__Task statement__. Identify every line in the records below that contains the word "forearm", and copy each one.

(Coordinate annotation entries)
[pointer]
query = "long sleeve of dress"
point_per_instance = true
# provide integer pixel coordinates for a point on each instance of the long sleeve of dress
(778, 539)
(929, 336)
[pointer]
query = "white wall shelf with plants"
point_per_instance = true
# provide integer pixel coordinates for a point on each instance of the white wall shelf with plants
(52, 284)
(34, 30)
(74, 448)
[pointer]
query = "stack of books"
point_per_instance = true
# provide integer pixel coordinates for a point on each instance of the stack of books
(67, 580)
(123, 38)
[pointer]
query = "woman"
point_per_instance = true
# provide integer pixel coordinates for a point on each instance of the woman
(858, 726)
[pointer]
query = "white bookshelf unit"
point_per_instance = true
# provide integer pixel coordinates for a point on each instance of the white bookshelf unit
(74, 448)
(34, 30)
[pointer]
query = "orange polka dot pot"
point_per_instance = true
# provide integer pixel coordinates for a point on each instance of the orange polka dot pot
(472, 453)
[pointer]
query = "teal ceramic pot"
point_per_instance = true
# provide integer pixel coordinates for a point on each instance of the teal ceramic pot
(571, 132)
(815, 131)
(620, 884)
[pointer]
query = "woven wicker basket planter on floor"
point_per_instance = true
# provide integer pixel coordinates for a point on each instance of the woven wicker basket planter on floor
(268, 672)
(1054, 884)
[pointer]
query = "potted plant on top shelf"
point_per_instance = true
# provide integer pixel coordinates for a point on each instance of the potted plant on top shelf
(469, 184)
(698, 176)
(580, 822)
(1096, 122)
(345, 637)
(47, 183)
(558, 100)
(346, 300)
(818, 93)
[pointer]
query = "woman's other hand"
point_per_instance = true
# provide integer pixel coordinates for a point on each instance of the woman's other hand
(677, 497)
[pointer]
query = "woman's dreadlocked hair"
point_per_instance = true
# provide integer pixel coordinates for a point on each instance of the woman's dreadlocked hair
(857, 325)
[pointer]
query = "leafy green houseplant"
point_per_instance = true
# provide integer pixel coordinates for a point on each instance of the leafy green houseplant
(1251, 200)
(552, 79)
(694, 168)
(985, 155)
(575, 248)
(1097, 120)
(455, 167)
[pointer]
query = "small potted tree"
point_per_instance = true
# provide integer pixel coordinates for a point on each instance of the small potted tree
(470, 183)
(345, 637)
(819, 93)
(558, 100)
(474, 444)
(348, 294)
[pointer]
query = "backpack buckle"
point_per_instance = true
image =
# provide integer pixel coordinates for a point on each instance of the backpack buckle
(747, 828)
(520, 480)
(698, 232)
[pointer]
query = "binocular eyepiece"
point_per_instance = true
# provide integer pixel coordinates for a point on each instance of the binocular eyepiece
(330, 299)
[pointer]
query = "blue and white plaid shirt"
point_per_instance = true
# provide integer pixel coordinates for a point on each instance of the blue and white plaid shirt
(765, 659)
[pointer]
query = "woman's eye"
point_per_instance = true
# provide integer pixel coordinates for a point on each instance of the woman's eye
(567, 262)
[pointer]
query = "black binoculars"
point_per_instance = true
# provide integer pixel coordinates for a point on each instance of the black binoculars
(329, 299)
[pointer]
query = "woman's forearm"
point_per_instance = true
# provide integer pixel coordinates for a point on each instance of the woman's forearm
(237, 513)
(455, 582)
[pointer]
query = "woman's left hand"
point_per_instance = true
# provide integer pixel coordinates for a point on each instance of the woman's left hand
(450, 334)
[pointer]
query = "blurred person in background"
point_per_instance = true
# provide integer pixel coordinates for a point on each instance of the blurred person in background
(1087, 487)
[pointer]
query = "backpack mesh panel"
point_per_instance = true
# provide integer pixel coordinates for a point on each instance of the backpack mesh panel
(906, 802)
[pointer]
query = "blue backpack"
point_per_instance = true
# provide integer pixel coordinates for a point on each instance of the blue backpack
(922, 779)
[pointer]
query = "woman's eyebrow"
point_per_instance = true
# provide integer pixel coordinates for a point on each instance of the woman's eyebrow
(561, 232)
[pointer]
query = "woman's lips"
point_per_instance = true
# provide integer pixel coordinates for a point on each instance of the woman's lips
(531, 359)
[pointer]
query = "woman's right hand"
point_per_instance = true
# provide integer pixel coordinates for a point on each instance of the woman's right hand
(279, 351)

__Exercise output__.
query = "woman's forearm"
# provide integer pixel coordinates for a point on each instance of the woman's forearm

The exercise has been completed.